▶ Enunciado del ejercicio: Convierte en una lista JSON de cadenas, una por línea y sin las líneas en blanco, el tramo de las entradas que va desde la línea que contiene "Your task is to locate every instance of truck" hasta el final, ambos extremos incluidos.

Entradas de datos guardadas

● ● ● ●

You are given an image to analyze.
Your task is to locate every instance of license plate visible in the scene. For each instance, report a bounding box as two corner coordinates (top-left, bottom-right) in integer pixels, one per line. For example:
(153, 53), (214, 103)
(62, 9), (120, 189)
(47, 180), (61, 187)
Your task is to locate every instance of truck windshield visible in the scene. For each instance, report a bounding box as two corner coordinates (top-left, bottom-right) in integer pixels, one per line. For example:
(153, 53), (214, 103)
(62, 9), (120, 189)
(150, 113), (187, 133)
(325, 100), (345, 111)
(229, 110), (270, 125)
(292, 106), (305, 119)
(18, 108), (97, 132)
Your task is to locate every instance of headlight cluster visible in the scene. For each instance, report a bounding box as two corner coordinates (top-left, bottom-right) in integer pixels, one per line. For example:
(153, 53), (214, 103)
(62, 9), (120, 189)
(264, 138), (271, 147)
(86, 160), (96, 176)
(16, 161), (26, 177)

● ● ● ●

▶ Respuesta escrita:
[
  "Your task is to locate every instance of truck windshield visible in the scene. For each instance, report a bounding box as two corner coordinates (top-left, bottom-right) in integer pixels, one per line. For example:",
  "(153, 53), (214, 103)",
  "(62, 9), (120, 189)",
  "(150, 113), (187, 133)",
  "(325, 100), (345, 111)",
  "(229, 110), (270, 125)",
  "(292, 106), (305, 119)",
  "(18, 108), (97, 132)",
  "Your task is to locate every instance of headlight cluster visible in the scene. For each instance, report a bounding box as two corner coordinates (top-left, bottom-right) in integer pixels, one per line. For example:",
  "(153, 53), (214, 103)",
  "(62, 9), (120, 189)",
  "(264, 138), (271, 147)",
  "(86, 160), (96, 176)",
  "(16, 161), (26, 177)"
]